### [Testo citato]
============

La tecnica di fabbricazione dei muretti a secco è stata inserita nella lista del Patrimonio mondiale immateriale dell’umanità dell’UNESCO. Lo ha annunciato l’organizzazione in un post sul profilo Twitter congratulandosi con gli 8 paesi europei che avevano presentato congiuntamente la candidatura: Croazia, Cipro, Francia,Grecia, Italia, Slovenia, Spagna e Svizzera. Si tratta di uno dei primi esempi di manifattura umana ed è presente in tutte le culture del pianeta. Viene adottato per fini abitativi ma anche agricoli, come per i terrazzamenti dei pendii scoscesi.
La lista del Patrimonio mondiale immateriale non si basa su criteri di esclusività ma vuole valorizzare le attività delle comunità. Comprende ad oggi 409 elementi, 10 dei quali aggiunti nel 2018.
Un riconoscimento che conferma «ancora una volta» come i valori dell’agricoltura siano «riconosciuti come parte integrante del patrimonio culturale dei popoli», osserva il Ministro delle politiche agricole e del turismo, Gian Marco Centinaio. E che rappresenta al tempo stesso, per la Coldiretti, «il lavoro di generazioni di agricoltori, impegnati nella lotta al dissesto idrogeologico provocato da frane, alluvioni o valanghe».

============

### [Richiesta]
Riproduca per intero il testo sui muretti a secco riportato sopra, senza apportarvi alcuna modifica.

### [Dati forniti]

============

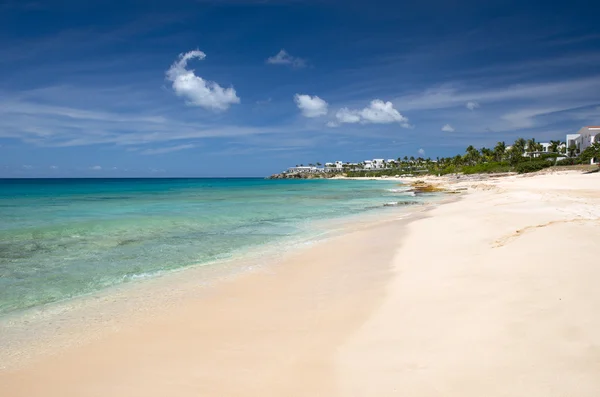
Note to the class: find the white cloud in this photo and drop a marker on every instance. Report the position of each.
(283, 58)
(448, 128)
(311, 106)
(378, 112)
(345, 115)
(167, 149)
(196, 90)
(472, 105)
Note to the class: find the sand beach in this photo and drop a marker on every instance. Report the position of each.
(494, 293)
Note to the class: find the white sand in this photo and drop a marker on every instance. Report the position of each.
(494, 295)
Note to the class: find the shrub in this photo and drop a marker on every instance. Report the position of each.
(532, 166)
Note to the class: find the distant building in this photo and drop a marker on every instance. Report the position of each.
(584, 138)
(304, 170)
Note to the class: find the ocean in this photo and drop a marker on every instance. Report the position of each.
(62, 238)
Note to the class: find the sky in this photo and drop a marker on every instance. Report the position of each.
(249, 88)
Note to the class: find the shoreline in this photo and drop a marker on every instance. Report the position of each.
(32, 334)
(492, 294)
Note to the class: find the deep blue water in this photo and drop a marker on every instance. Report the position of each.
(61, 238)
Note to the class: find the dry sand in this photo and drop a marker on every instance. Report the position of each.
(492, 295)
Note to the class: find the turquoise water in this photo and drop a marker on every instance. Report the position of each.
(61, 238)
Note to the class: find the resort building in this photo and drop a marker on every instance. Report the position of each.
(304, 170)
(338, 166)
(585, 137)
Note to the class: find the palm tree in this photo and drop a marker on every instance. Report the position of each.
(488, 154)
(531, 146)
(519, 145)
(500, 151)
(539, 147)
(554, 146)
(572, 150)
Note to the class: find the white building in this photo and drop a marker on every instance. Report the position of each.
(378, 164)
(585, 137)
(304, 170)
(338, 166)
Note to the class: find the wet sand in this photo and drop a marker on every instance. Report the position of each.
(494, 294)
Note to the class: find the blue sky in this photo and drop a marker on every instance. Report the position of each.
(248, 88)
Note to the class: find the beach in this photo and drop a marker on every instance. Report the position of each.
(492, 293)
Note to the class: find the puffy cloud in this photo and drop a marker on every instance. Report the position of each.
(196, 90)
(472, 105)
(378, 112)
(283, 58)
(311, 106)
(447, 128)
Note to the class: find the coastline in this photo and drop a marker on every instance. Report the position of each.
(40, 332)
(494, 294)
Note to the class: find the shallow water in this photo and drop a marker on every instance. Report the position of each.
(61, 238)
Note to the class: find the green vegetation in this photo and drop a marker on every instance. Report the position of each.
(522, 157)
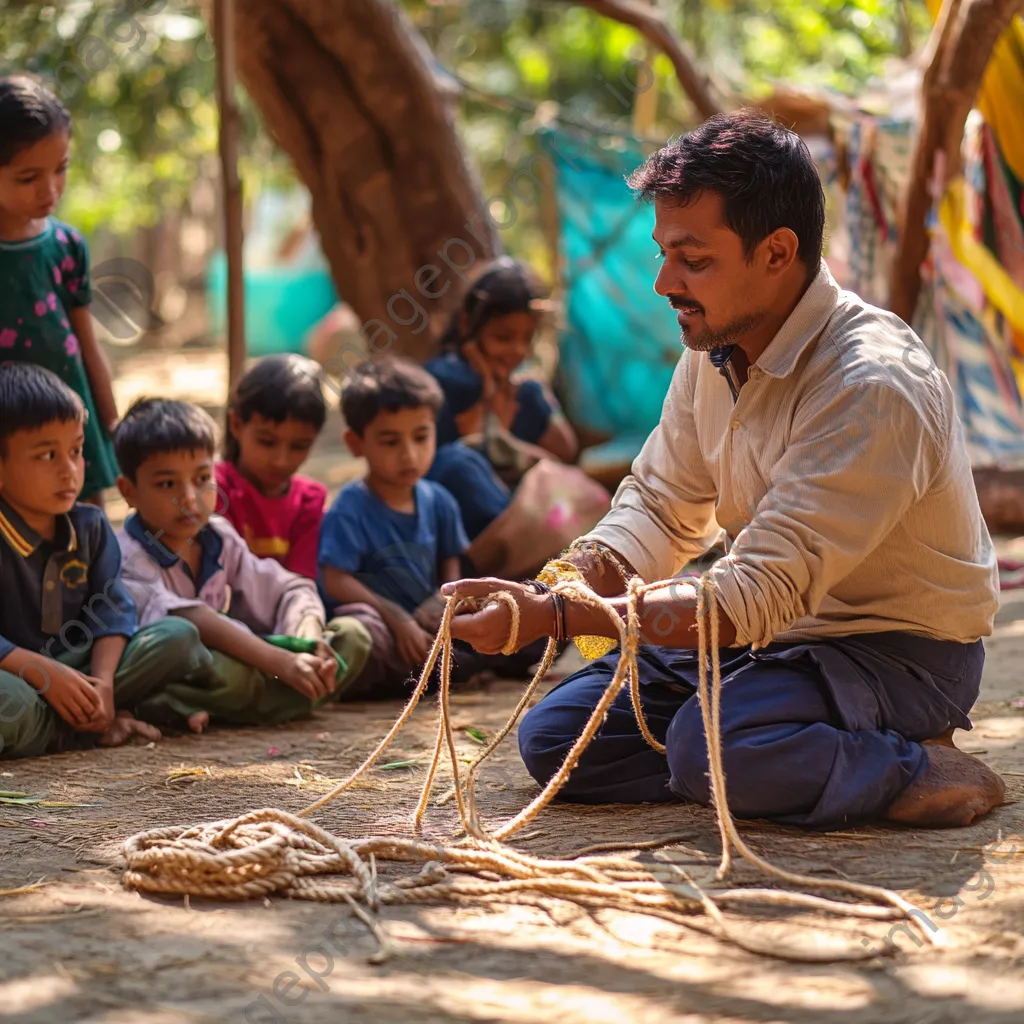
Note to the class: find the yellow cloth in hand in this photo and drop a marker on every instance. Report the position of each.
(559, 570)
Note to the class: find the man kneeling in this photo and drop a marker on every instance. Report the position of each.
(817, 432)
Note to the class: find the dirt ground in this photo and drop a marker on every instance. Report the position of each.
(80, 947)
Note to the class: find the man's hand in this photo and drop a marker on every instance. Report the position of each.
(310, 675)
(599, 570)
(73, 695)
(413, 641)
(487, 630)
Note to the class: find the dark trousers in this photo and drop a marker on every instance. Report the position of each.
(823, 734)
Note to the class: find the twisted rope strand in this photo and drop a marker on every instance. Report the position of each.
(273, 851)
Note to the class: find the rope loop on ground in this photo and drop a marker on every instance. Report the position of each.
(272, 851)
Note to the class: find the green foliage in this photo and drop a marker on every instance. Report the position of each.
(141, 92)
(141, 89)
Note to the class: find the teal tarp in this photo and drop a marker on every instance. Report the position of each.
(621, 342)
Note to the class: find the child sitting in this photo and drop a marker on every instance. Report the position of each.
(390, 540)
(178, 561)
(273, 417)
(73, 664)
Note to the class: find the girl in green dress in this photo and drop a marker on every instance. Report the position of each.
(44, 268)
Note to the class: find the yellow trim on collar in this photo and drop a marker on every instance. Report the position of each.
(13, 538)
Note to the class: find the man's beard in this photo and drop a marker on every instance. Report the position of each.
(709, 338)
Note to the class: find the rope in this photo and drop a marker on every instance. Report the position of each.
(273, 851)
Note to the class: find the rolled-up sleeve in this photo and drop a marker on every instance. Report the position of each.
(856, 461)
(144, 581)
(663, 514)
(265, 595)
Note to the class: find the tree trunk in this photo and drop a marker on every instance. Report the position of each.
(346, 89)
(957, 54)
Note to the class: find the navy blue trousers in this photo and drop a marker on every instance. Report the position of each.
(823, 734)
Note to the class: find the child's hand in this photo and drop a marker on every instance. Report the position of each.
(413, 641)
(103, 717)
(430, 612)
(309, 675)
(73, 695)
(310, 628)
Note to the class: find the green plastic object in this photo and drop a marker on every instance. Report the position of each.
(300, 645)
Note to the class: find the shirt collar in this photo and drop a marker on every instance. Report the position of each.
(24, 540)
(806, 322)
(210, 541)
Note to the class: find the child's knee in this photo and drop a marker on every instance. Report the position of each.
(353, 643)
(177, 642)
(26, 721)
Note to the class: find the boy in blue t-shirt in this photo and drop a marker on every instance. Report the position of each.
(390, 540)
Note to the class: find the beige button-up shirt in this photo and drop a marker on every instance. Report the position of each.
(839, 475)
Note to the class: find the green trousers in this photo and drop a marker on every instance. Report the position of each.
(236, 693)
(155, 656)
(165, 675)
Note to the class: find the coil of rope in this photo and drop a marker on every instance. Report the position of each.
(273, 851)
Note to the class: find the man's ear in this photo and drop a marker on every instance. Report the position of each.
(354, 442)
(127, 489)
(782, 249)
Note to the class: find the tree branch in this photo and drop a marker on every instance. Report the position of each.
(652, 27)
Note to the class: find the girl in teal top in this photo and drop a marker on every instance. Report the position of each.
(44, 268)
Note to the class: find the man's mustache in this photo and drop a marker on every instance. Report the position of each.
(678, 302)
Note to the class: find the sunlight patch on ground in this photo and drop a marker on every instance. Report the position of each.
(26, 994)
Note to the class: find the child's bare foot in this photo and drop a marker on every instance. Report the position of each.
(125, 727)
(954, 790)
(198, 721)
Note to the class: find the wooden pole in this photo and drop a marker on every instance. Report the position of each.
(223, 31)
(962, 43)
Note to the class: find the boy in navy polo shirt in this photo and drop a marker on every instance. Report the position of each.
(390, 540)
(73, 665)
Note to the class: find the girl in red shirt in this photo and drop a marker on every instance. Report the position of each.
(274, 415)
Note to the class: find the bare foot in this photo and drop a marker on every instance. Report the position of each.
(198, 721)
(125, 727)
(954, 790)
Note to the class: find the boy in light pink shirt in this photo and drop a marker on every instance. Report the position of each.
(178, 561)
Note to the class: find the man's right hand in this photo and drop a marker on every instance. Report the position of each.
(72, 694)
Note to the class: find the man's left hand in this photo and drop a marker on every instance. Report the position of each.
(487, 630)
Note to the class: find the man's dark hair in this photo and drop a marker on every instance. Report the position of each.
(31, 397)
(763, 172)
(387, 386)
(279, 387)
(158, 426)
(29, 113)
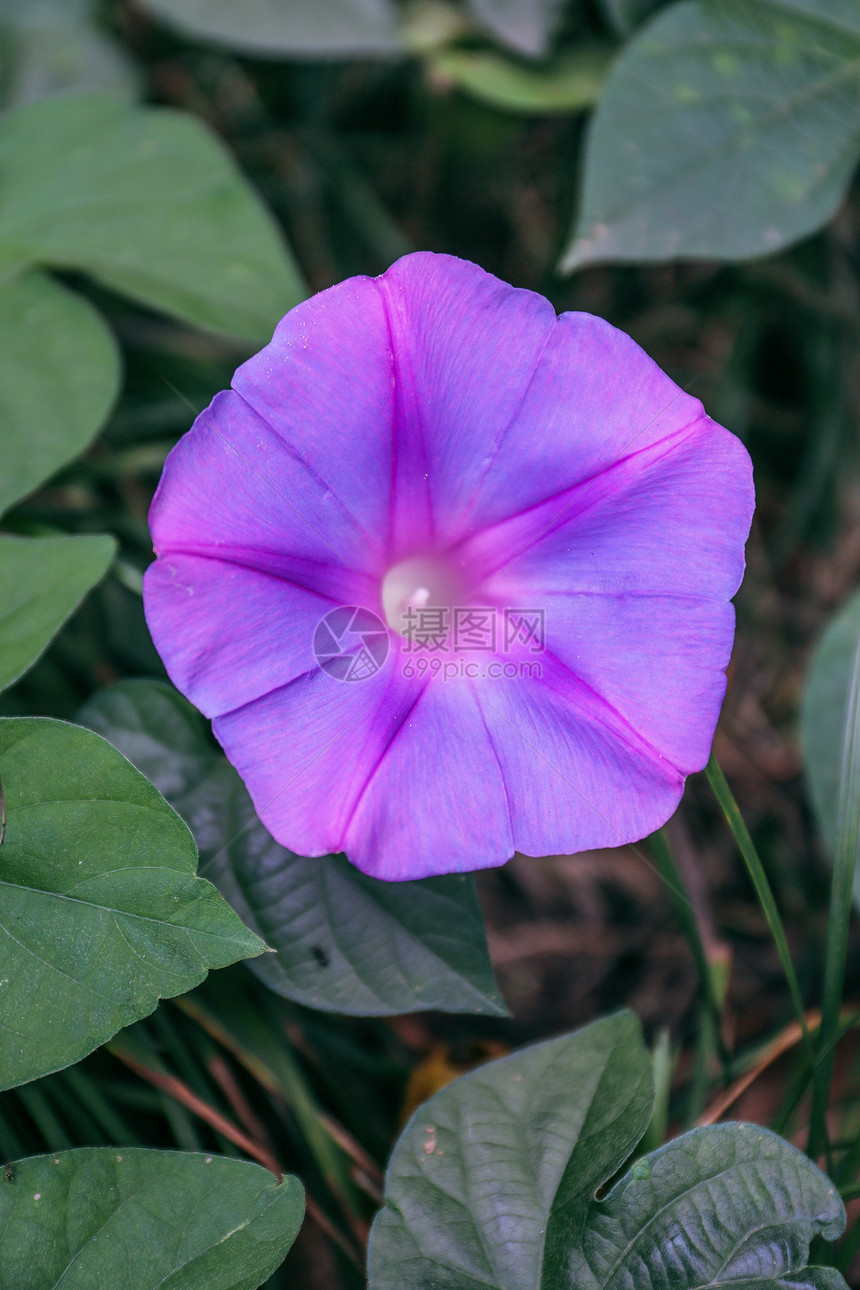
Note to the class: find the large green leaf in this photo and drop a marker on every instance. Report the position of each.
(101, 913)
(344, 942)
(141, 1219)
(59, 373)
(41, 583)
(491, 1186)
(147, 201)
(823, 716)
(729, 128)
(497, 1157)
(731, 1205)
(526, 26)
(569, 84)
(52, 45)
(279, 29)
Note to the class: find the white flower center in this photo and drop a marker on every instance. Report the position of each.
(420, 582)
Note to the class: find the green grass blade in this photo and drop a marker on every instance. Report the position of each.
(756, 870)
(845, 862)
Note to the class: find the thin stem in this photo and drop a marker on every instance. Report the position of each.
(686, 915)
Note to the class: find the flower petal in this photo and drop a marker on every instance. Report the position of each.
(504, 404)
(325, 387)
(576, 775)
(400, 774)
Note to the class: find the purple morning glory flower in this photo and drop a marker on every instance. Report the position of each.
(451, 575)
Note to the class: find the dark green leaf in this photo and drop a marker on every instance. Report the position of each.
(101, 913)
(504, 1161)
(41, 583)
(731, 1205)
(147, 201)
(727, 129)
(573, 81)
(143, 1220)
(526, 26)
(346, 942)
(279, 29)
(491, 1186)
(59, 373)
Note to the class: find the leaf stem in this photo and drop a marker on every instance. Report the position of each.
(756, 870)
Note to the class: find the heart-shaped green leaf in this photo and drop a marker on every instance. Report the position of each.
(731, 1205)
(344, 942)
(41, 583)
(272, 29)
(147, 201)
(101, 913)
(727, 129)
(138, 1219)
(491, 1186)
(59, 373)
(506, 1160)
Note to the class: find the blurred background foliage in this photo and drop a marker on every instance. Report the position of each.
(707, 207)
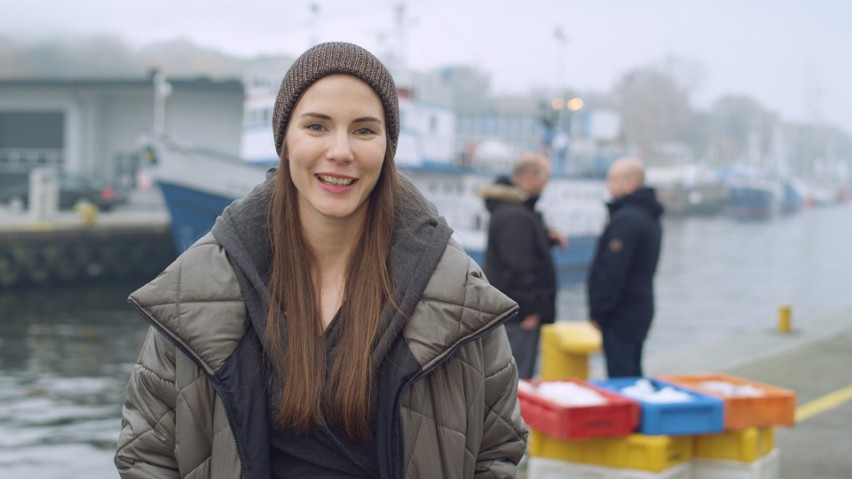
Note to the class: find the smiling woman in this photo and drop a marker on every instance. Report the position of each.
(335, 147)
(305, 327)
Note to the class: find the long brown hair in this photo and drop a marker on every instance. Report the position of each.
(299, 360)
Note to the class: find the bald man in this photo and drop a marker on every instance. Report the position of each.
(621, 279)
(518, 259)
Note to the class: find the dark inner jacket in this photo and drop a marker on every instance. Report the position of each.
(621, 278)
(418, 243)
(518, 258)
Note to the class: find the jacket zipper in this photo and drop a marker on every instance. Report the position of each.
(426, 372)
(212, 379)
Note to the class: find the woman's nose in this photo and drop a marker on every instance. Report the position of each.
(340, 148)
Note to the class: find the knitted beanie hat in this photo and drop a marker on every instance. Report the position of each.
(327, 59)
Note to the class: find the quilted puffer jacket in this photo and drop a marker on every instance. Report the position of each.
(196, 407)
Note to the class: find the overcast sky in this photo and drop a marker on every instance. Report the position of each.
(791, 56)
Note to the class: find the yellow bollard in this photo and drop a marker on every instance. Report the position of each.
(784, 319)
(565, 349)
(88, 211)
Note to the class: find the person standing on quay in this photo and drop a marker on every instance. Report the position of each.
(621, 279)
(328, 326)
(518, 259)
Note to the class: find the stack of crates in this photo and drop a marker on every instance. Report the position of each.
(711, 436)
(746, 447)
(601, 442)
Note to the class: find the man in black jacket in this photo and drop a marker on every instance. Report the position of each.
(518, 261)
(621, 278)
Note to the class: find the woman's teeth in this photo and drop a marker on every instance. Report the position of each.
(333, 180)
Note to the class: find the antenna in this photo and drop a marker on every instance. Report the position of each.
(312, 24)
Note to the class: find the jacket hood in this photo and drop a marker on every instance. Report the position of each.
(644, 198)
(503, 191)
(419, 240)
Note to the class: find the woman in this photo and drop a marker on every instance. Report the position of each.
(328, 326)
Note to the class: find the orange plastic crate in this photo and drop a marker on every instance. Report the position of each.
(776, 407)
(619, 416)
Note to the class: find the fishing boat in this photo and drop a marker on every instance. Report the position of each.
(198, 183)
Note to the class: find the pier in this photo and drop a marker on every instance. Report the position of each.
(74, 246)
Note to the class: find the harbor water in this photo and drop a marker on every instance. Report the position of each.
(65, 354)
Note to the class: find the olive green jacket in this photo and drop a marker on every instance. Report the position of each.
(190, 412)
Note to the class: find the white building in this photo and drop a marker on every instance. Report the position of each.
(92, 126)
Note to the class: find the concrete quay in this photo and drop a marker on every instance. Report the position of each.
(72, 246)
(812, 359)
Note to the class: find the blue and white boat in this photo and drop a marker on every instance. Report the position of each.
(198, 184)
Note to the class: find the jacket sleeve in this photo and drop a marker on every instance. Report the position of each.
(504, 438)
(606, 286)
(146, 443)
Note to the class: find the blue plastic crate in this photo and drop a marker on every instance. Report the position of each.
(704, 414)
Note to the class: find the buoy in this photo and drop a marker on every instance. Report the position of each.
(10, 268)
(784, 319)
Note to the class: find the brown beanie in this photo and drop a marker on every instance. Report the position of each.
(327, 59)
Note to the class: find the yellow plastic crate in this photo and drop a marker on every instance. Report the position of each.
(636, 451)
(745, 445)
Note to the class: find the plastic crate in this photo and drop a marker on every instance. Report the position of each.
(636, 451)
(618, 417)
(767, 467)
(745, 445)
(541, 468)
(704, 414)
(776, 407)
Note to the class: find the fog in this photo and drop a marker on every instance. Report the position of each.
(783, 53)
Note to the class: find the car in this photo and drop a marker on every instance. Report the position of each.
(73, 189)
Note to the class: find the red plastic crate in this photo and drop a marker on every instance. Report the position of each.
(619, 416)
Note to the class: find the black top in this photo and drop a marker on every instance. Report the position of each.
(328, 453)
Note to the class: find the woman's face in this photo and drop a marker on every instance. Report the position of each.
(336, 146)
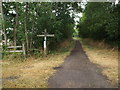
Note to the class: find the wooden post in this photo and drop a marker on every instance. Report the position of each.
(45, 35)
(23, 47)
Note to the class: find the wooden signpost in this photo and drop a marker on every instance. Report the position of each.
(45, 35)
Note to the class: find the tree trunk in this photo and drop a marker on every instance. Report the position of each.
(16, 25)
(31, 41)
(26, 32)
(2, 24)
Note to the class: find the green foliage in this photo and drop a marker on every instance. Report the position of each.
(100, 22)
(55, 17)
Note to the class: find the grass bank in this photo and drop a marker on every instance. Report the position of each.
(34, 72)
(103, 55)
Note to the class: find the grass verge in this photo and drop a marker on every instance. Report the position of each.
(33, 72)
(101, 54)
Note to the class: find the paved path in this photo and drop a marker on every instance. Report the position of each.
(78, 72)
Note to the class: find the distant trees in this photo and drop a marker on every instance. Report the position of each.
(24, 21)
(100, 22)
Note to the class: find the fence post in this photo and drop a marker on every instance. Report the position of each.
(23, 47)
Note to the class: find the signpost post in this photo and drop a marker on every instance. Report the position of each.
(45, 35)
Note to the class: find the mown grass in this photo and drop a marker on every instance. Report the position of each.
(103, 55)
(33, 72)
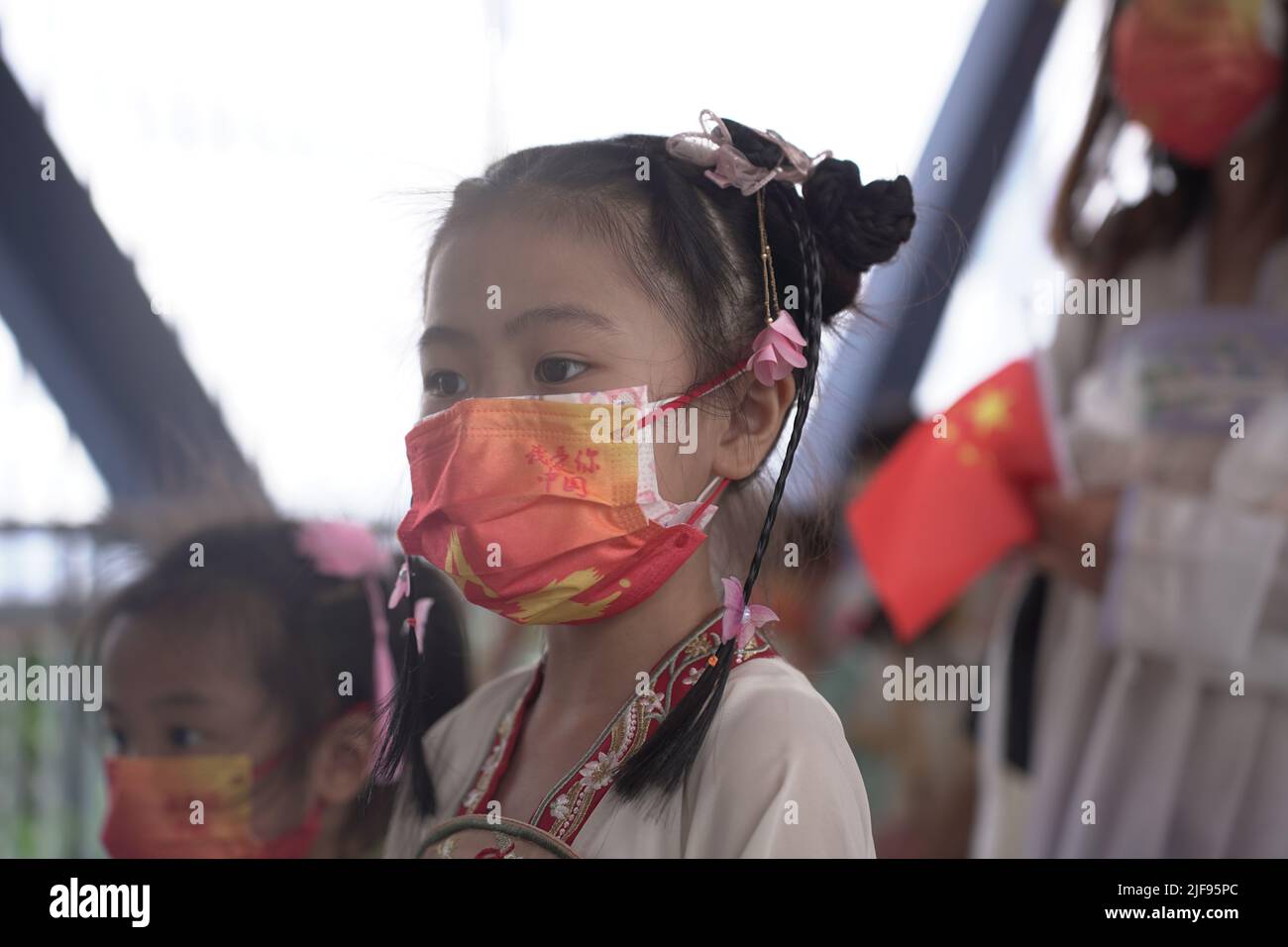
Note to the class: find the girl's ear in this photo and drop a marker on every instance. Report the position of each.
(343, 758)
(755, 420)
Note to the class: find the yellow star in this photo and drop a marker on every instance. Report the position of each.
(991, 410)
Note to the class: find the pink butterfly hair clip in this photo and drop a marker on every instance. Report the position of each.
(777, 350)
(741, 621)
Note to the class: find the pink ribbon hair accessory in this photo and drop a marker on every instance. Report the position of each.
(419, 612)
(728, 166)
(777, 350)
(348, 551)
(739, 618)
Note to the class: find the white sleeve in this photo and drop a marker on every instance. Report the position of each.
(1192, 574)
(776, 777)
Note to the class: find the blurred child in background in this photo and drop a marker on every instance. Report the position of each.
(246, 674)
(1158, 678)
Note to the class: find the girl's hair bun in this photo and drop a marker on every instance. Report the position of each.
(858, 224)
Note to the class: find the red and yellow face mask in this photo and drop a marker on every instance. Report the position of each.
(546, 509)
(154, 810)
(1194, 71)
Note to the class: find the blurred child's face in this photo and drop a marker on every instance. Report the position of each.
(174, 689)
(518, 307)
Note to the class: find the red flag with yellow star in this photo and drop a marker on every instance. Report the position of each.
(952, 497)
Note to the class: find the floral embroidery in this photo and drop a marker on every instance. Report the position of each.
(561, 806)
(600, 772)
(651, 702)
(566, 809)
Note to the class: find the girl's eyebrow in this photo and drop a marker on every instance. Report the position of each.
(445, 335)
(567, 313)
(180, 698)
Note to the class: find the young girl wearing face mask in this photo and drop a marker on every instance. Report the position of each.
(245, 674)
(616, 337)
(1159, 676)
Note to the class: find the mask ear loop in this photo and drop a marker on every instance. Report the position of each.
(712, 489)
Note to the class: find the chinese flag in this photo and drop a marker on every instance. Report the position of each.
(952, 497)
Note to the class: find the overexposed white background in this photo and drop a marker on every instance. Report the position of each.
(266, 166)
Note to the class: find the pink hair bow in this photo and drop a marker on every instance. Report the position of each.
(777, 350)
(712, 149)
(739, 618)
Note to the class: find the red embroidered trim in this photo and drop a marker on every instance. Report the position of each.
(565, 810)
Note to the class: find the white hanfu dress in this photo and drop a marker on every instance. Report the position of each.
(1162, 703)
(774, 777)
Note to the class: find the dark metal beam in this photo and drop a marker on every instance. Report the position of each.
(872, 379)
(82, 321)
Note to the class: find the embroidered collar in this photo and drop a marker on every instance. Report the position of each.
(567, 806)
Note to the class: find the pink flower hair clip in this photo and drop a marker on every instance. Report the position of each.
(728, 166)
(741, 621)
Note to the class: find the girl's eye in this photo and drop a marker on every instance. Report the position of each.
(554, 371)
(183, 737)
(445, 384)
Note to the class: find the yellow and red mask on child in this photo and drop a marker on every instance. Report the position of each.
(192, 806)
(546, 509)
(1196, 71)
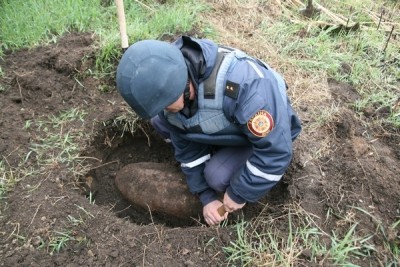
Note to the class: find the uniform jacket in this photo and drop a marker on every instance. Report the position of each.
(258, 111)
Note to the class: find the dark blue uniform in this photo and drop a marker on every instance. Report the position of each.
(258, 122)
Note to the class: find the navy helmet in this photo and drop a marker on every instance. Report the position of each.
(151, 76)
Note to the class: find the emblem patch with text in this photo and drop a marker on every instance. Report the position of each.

============

### [Risultato prodotto]
La tecnica di fabbricazione dei muretti a secco è stata inserita nella lista del Patrimonio mondiale immateriale dell’umanità dell’UNESCO. Lo ha annunciato l’organizzazione in un post sul profilo Twitter congratulandosi con gli 8 paesi europei che avevano presentato congiuntamente la candidatura: Croazia, Cipro, Francia,Grecia, Italia, Slovenia, Spagna e Svizzera. Si tratta di uno dei primi esempi di manifattura umana ed è presente in tutte le culture del pianeta. Viene adottato per fini abitativi ma anche agricoli, come per i terrazzamenti dei pendii scoscesi.
La lista del Patrimonio mondiale immateriale non si basa su criteri di esclusività ma vuole valorizzare le attività delle comunità. Comprende ad oggi 409 elementi, 10 dei quali aggiunti nel 2018.
Un riconoscimento che conferma «ancora una volta» come i valori dell’agricoltura siano «riconosciuti come parte integrante del patrimonio culturale dei popoli», osserva il Ministro delle politiche agricole e del turismo, Gian Marco Centinaio. E che rappresenta al tempo stesso, per la Coldiretti, «il lavoro di generazioni di agricoltori, impegnati nella lotta al dissesto idrogeologico provocato da frane, alluvioni o valanghe».